AIM OF THE EXERCISE:
Recast the listing from the line containing "segment: dried pampas grass" through the end of the listing as a JSON list of strings, one string per line, with blank lines dropped. Leave the pictures out of your answer.

Image boundary annotation data:
..............................

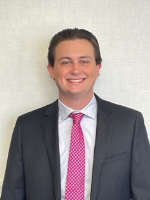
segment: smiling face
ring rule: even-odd
[[[92,44],[86,39],[75,39],[56,46],[54,66],[47,68],[56,81],[60,100],[65,103],[69,99],[91,100],[100,67],[96,65]]]

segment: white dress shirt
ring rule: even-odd
[[[60,151],[60,171],[61,171],[61,200],[65,199],[66,178],[68,168],[68,158],[70,150],[72,118],[68,117],[71,112],[81,112],[84,117],[81,120],[81,127],[85,140],[85,200],[90,200],[93,157],[95,147],[96,123],[97,123],[97,102],[93,96],[90,103],[82,110],[73,110],[64,105],[60,100],[59,106],[59,151]]]

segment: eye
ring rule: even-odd
[[[80,62],[81,62],[81,64],[84,64],[84,65],[89,64],[89,60],[81,60]]]
[[[69,65],[71,62],[70,61],[62,61],[61,64],[62,65]]]

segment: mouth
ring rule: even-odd
[[[70,83],[81,83],[85,80],[85,78],[79,78],[79,79],[67,79]]]

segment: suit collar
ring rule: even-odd
[[[43,127],[45,147],[52,174],[52,183],[54,186],[55,199],[60,200],[61,184],[60,184],[59,139],[58,139],[58,101],[55,101],[48,107],[42,121],[42,127]]]
[[[108,106],[108,103],[100,99],[97,95],[95,95],[95,97],[97,100],[98,111],[91,200],[96,199],[103,162],[106,156],[109,139],[111,136],[111,127],[113,124],[113,113]],[[60,200],[61,183],[58,139],[58,101],[52,103],[45,112],[45,116],[43,118],[43,134],[52,173],[55,197],[56,200]]]
[[[113,113],[109,108],[108,103],[100,99],[97,95],[95,96],[98,104],[98,112],[92,174],[91,200],[96,199],[101,179],[103,162],[106,156],[109,139],[111,136],[111,127],[113,124]]]

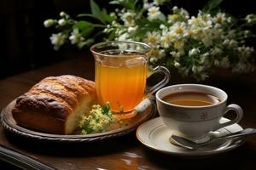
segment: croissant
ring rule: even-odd
[[[70,134],[96,100],[94,82],[71,75],[49,76],[16,99],[12,114],[23,127]]]

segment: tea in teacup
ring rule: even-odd
[[[162,99],[163,100],[184,106],[203,106],[211,105],[220,102],[220,99],[210,94],[201,92],[180,92],[168,94]]]
[[[177,84],[159,90],[155,96],[165,125],[172,134],[190,139],[201,140],[210,131],[236,123],[242,117],[241,108],[235,104],[227,105],[227,94],[211,86]],[[236,113],[236,117],[220,123],[230,110]]]

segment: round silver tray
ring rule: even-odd
[[[1,112],[1,123],[6,132],[27,139],[58,143],[87,143],[128,134],[135,131],[140,124],[154,116],[156,110],[154,101],[145,99],[137,106],[137,116],[131,118],[129,121],[130,123],[125,127],[99,133],[61,135],[37,132],[20,126],[16,123],[11,112],[15,105],[15,99]]]

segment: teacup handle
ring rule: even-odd
[[[151,95],[152,94],[155,93],[157,90],[163,88],[166,84],[168,83],[171,78],[171,74],[169,70],[166,67],[158,65],[153,69],[152,74],[155,74],[158,72],[163,72],[165,74],[165,77],[157,84],[147,88],[147,91],[145,92],[145,96]]]
[[[226,106],[226,108],[224,110],[224,114],[228,113],[229,110],[234,110],[236,114],[236,117],[235,119],[231,120],[231,121],[227,122],[219,123],[218,125],[217,125],[217,127],[215,128],[214,130],[218,130],[218,129],[222,128],[224,127],[232,125],[232,124],[236,123],[239,121],[241,121],[241,119],[243,116],[243,112],[242,112],[242,109],[239,105],[237,105],[236,104],[229,105],[228,106]]]

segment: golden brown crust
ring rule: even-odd
[[[67,117],[88,98],[90,101],[96,99],[94,82],[71,75],[49,76],[19,97],[12,113],[15,121],[23,126],[64,133]],[[53,128],[55,125],[46,125],[45,120],[58,126]],[[44,123],[46,124],[44,126]]]

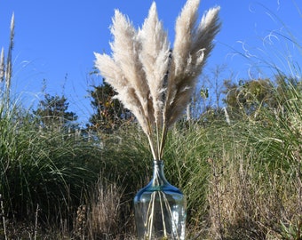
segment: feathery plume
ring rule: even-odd
[[[183,7],[172,51],[153,3],[139,30],[116,10],[111,27],[112,56],[95,53],[95,66],[115,90],[116,98],[135,115],[156,160],[163,157],[169,127],[191,100],[220,28],[219,7],[210,9],[197,25],[199,4],[187,0]]]
[[[167,33],[158,20],[156,4],[154,2],[149,10],[148,17],[139,33],[141,41],[139,60],[146,74],[147,83],[150,91],[155,121],[161,124],[163,106],[164,77],[168,71],[169,50]]]

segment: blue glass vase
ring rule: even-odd
[[[134,197],[139,240],[184,240],[187,203],[184,194],[164,177],[163,162],[155,160],[153,178]]]

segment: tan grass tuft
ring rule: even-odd
[[[95,66],[135,115],[154,159],[162,159],[167,131],[190,102],[220,27],[219,7],[211,9],[197,26],[199,3],[188,0],[182,9],[172,51],[153,3],[139,30],[116,10],[112,57],[95,53]]]

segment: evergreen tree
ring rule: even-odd
[[[75,129],[77,124],[77,116],[74,112],[68,112],[69,103],[64,96],[51,96],[45,94],[41,100],[36,110],[33,113],[39,120],[40,125],[47,129]]]
[[[94,86],[93,91],[90,92],[92,98],[91,106],[95,112],[89,119],[91,129],[111,133],[132,119],[131,112],[114,98],[115,94],[111,85],[105,82],[99,86]]]

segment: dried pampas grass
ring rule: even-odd
[[[95,66],[136,116],[154,159],[161,160],[169,127],[183,114],[219,30],[219,7],[198,23],[200,0],[187,0],[175,26],[173,49],[153,3],[141,28],[118,10],[113,18],[112,56],[95,53]]]

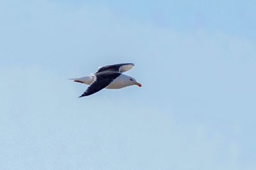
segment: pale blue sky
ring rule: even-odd
[[[255,169],[255,5],[1,1],[0,169]],[[124,62],[141,88],[77,98]]]

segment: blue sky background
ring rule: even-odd
[[[256,169],[255,1],[1,1],[1,169]],[[68,78],[141,82],[77,98]]]

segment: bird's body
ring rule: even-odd
[[[81,95],[89,96],[104,88],[120,89],[127,86],[141,84],[130,76],[122,73],[131,69],[134,65],[124,63],[99,67],[98,71],[90,76],[72,79],[74,81],[90,85]]]

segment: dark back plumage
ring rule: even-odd
[[[87,88],[87,89],[79,97],[91,95],[107,87],[113,80],[116,79],[121,73],[104,71],[96,73],[93,76],[96,77],[96,80]]]
[[[121,63],[112,65],[106,65],[100,67],[96,73],[104,71],[110,71],[114,72],[124,72],[130,70],[134,65],[133,63]],[[130,66],[128,68],[125,69],[125,66]]]

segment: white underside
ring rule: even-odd
[[[115,79],[111,83],[109,84],[105,88],[106,89],[120,89],[132,84],[125,83],[125,78],[127,79],[127,75],[121,74],[118,77]]]
[[[116,79],[115,79],[111,83],[109,84],[107,87],[105,88],[106,89],[120,89],[127,86],[134,85],[130,81],[131,77],[121,74],[118,76]],[[72,80],[79,81],[83,82],[83,84],[87,85],[91,85],[92,83],[93,82],[96,77],[94,75],[92,75],[91,76],[86,76],[83,77],[80,77],[77,79],[72,79]]]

..............................

TASK SOLUTION:
[
  "segment: dried pampas grass",
  "ring rule: even-odd",
  "[[[95,66],[136,116],[154,159],[161,160],[169,127],[183,114],[219,30],[219,7],[198,23],[200,0],[187,0],[175,26],[173,49],[153,3],[141,28],[118,10],[113,18],[112,56],[95,53]]]",
  "segment: pale blue sky",
  "ring rule: even-odd",
  "[[[255,169],[255,5],[1,1],[0,169]],[[124,62],[141,88],[77,98]]]",
  "segment: blue sky background",
  "ring rule: even-odd",
  "[[[256,169],[255,1],[1,1],[1,169]],[[68,78],[141,82],[77,98]]]",
  "segment: bird's body",
  "ring rule: even-odd",
  "[[[81,95],[89,96],[104,88],[120,89],[127,86],[141,84],[130,76],[122,73],[131,69],[134,65],[124,63],[99,67],[98,71],[90,76],[72,79],[74,81],[90,85]]]",
  "segment: dark back plumage",
  "ring rule: even-odd",
  "[[[87,88],[87,89],[79,97],[91,95],[107,87],[113,80],[116,79],[121,73],[104,71],[96,73],[93,76],[96,77],[96,80]]]",
  "[[[121,63],[112,65],[106,65],[100,67],[96,73],[104,71],[110,71],[114,72],[124,72],[130,70],[134,65],[133,63]],[[130,66],[128,68],[125,69],[125,66]]]",
  "segment: white underside",
  "ring rule: even-odd",
  "[[[115,79],[111,83],[109,84],[105,88],[106,89],[120,89],[132,84],[125,83],[125,78],[127,79],[127,75],[121,74],[118,77]]]",
  "[[[116,79],[115,79],[111,83],[109,84],[107,87],[105,88],[106,89],[120,89],[127,86],[134,85],[130,81],[131,77],[121,74],[118,76]],[[72,80],[79,81],[83,82],[83,84],[87,85],[91,85],[92,83],[93,82],[96,77],[94,75],[92,75],[91,76],[86,76],[83,77],[80,77],[77,79],[72,79]]]"
]